EXERCISE GOAL: All lines with the word "query" in the material below are required.

INFORMATION SUPPLIED:
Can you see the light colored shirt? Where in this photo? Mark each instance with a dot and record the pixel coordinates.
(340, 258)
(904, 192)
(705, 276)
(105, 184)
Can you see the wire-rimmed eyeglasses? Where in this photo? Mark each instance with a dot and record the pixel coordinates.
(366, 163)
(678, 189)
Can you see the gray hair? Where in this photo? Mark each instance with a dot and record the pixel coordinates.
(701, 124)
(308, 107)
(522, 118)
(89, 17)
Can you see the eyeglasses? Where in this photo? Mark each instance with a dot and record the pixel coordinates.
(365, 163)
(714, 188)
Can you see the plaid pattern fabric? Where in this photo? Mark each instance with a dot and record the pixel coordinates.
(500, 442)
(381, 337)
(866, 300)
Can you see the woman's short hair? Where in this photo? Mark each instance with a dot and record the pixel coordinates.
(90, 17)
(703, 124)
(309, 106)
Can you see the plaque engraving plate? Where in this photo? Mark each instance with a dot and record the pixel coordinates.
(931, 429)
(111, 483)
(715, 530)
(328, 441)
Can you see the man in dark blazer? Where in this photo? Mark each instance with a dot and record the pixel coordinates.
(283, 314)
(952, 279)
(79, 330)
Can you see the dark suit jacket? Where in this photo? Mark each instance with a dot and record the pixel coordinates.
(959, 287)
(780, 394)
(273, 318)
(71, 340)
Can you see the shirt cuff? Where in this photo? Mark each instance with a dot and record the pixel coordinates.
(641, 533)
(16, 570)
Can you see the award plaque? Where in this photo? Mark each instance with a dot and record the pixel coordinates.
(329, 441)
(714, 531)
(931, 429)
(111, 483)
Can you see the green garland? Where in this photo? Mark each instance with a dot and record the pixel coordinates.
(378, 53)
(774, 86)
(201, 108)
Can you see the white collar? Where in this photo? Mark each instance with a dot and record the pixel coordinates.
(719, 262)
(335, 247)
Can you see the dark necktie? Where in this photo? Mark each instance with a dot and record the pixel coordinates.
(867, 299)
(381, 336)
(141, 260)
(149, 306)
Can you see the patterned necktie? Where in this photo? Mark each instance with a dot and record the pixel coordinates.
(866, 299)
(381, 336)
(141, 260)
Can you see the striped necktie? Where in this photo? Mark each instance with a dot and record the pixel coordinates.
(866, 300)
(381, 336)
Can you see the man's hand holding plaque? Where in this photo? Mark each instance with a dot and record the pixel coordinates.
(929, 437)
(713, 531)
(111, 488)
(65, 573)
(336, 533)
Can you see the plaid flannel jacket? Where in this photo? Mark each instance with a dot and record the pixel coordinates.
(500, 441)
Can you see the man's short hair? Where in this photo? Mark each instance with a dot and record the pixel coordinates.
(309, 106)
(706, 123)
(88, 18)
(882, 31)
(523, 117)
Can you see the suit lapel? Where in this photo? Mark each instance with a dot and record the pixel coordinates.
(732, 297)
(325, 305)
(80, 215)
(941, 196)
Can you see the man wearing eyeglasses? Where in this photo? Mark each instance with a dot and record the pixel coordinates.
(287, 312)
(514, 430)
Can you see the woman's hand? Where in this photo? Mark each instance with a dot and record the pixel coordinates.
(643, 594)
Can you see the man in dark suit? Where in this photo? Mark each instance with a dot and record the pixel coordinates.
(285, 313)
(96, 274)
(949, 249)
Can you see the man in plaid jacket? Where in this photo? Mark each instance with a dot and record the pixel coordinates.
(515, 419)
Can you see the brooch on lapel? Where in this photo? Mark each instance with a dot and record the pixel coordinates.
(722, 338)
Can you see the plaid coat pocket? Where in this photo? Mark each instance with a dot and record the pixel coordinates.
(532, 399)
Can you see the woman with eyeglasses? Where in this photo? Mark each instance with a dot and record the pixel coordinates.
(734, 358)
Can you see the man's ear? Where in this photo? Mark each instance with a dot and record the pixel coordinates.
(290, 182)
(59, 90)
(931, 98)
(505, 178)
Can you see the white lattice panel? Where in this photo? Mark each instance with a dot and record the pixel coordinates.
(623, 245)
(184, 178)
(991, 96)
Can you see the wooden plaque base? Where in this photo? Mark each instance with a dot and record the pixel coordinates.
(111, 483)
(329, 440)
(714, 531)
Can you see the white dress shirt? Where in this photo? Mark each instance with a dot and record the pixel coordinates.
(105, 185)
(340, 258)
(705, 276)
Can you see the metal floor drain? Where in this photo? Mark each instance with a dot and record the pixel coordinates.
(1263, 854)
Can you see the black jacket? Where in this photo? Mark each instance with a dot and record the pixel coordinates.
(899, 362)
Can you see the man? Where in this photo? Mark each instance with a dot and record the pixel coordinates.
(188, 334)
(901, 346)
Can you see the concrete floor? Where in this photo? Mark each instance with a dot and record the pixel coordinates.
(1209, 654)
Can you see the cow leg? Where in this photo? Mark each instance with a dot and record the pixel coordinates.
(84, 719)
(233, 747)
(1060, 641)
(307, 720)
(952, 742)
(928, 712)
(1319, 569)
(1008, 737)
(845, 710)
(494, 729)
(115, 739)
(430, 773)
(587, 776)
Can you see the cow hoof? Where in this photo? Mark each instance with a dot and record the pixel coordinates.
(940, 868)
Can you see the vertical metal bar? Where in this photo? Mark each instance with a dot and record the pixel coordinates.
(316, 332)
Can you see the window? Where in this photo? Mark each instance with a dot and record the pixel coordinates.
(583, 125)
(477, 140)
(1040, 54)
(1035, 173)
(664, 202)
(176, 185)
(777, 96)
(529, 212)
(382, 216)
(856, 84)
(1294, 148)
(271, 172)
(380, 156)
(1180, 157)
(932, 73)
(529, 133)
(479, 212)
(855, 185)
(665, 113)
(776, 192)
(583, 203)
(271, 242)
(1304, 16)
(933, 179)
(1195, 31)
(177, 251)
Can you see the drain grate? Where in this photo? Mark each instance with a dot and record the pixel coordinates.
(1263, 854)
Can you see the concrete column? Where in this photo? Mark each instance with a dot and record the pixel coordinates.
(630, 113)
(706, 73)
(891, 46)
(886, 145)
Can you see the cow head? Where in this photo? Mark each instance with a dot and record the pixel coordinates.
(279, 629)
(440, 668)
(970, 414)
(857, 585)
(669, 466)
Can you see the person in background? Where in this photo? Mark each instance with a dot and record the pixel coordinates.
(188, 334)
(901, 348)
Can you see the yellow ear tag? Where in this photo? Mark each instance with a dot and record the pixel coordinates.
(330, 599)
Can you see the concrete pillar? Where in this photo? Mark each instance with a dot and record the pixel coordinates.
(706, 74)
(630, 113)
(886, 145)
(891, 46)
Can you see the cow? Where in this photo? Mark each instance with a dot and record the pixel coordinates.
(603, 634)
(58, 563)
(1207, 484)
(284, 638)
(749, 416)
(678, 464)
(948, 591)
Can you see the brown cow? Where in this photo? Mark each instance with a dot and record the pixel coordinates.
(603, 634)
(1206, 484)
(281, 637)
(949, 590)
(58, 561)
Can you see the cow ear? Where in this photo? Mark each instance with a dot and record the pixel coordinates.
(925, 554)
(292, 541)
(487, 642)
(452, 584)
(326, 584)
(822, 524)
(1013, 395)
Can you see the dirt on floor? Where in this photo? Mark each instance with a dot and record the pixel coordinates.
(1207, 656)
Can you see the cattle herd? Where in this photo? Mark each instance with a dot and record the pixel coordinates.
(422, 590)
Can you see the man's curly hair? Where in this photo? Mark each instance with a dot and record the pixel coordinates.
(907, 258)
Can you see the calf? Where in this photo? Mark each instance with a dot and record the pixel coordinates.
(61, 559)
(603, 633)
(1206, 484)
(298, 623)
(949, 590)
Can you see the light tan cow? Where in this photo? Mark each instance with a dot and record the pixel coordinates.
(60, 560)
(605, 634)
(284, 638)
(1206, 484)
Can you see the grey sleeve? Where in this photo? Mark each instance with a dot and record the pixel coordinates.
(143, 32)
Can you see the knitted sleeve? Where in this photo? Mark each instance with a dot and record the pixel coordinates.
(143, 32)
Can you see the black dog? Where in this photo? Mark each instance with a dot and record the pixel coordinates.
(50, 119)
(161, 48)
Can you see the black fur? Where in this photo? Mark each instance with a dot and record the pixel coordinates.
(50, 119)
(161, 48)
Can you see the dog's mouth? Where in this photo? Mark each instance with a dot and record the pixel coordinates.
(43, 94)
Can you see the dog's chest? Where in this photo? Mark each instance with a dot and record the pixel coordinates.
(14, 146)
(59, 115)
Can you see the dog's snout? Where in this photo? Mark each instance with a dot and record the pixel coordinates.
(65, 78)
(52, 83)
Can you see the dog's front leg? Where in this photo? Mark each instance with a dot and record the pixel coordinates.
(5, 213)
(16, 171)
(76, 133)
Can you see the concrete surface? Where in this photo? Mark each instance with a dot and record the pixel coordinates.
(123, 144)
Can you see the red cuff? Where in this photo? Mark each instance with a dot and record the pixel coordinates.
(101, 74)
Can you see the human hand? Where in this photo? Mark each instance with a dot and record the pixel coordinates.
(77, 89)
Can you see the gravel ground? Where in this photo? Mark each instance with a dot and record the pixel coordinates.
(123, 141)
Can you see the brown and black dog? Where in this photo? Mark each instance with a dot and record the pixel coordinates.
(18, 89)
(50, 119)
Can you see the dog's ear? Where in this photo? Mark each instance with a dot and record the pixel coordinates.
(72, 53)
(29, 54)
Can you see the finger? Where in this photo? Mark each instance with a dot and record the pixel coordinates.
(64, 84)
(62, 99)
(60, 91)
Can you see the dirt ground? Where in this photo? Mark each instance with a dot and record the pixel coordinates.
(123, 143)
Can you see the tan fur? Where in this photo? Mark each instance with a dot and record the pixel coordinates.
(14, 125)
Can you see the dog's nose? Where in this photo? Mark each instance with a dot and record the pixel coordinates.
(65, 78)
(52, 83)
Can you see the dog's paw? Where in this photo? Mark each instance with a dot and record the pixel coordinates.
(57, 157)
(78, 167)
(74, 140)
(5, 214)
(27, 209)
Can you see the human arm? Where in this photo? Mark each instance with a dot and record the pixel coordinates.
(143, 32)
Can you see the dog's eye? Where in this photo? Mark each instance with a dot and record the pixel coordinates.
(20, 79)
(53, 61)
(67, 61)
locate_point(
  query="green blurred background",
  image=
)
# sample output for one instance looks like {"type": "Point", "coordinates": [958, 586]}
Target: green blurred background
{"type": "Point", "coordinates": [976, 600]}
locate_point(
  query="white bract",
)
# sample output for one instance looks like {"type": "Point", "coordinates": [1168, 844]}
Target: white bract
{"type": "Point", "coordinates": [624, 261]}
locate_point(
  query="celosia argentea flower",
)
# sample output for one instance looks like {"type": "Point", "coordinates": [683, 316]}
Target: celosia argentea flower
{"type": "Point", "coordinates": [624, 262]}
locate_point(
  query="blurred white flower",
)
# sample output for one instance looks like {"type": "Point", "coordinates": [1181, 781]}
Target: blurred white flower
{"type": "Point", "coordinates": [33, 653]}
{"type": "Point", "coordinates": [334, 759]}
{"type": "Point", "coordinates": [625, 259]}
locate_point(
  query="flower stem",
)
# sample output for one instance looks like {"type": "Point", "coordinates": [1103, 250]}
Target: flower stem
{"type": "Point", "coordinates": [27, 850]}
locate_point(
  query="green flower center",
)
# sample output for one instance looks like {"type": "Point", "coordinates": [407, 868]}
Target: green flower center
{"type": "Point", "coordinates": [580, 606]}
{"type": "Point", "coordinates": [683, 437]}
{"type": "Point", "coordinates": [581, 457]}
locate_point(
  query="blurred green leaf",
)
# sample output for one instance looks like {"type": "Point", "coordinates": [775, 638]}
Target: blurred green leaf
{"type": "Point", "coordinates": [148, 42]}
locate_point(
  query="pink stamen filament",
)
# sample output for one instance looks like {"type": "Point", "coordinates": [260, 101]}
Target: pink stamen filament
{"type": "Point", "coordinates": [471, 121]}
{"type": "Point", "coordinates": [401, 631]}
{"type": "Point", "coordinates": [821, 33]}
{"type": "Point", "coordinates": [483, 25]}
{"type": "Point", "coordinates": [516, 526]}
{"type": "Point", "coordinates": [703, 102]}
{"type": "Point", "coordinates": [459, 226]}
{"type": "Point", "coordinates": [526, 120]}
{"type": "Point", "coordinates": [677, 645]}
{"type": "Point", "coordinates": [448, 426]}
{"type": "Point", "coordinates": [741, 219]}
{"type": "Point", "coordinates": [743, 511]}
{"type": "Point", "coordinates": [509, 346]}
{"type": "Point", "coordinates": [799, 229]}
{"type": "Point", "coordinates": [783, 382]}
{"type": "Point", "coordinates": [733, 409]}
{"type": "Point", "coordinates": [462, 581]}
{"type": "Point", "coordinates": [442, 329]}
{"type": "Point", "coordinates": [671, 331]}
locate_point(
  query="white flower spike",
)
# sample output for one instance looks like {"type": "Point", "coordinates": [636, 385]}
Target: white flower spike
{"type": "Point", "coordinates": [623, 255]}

ANSWER SECTION:
  query="green blurred background",
  query="white bract",
  query="celosia argentea flower",
  query="blurred white flower",
  query="flower stem",
  query="green flower center",
  query="blurred green leaf",
  query="pink stamen filament",
  query="white flower spike",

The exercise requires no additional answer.